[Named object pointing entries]
============================================================
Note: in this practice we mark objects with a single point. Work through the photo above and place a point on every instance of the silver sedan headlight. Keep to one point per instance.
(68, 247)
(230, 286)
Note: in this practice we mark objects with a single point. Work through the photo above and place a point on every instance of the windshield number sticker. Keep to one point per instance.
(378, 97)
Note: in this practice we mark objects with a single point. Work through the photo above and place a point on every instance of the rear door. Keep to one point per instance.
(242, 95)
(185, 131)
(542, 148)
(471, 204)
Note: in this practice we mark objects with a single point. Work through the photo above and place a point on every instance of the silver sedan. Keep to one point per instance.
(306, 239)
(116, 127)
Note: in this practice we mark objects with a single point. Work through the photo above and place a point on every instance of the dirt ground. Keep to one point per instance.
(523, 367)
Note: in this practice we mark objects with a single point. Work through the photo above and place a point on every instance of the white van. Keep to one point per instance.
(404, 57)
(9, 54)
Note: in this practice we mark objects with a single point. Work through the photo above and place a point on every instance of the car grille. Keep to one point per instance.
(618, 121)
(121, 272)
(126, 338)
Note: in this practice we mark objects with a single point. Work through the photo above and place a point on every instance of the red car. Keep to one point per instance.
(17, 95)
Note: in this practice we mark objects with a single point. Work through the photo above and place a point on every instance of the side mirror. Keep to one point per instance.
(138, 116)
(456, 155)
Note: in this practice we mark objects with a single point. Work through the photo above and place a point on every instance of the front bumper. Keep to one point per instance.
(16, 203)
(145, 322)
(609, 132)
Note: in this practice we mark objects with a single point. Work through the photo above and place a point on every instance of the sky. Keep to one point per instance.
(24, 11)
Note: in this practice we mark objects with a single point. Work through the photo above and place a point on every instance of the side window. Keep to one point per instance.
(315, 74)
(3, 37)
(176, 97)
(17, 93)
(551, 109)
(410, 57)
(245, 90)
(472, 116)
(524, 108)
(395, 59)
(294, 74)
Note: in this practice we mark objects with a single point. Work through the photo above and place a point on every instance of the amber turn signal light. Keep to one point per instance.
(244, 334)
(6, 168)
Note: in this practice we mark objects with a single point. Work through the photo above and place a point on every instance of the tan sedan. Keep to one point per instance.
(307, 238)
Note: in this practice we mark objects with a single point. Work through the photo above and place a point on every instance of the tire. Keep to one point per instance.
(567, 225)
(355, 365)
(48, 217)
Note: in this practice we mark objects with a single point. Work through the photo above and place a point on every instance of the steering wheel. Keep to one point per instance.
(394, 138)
============================================================
(Exercise instructions):
Copy out every one of the records above word for word, changing nothing.

(Solution for this exercise):
Note: in this practice we mark objects with a single point. Work through the photo above and place a point on every instance of the silver sedan headlight. Keep to one point per instance.
(68, 247)
(230, 286)
Note: in this practice we mark objects with a single point. Work through the photo above and place a point on every instance of the windshield number sticker. Keep to one point per instance.
(378, 97)
Note: in this practice we mark objects with a single point. Work through the photo above and place a point on every instance of the rear door. Keep to one point per instance.
(242, 95)
(185, 131)
(542, 148)
(471, 204)
Note: in this practice we mark objects with a single point. Work through the photo above and place a point on every instance of the silver sedan. Keep to one point per instance.
(306, 239)
(116, 127)
Note: in this practice we mark objects with a single point. Work through the photo above and place a point on every instance of the dirt ground. Keep to one point per instance.
(523, 367)
Note: in this practice we mark objects with a single point. Work through the photo above and place a point on every instance of the white van. Keep to one point per instance.
(404, 57)
(9, 54)
Note: in this practice we mark objects with a single point. Work through the photo above and place a point on every instance of the car grille. Keep to one point per instance.
(618, 121)
(121, 272)
(126, 338)
Note: in this practice we mark objects with a single point. Work through the photo above and place a point on every instance of the red car. Keep to one point per instance.
(17, 95)
Note: in this practice we mark objects with a single point. Work through the photo above and place a point on every instance of the side mirror. Keep to one point per instance.
(138, 116)
(456, 155)
Note: in this practice we mark objects with a single point. Work through the photo above and place a point on every instance of the front bumper. Keep to one point per instance.
(16, 203)
(145, 322)
(609, 132)
Note: in this practice we mark objects with a single point. Work through the photo above and place a point on every instance of the sky. Keep to one point per instance.
(24, 11)
Note: in this practice we mark objects with a single point. Work through the photo above and place a point on every instance of the side window. Keep to one point per instance.
(315, 74)
(3, 37)
(176, 97)
(17, 93)
(551, 109)
(410, 57)
(245, 90)
(472, 116)
(524, 108)
(395, 59)
(294, 74)
Note: in this practice we mark objects with a single point. Work through the photo above and place a point on every instance of the amber turn signal light. Keep to one point per instance.
(244, 334)
(6, 168)
Note: in this practice we mark objects with a single point. Work through the photo above and place a point on every instance of the tan sedan. Keep to one point per instance.
(307, 238)
Note: in this practice we mark objects with a single point. Work through the photo above and place a point on every instance of the tire. Keep to one point per instance.
(567, 225)
(355, 365)
(48, 217)
Note: in this practice we mark objects with a single point. Work through the photo above and place a point on every instance of the steering wheel. Keep to one point per instance.
(394, 138)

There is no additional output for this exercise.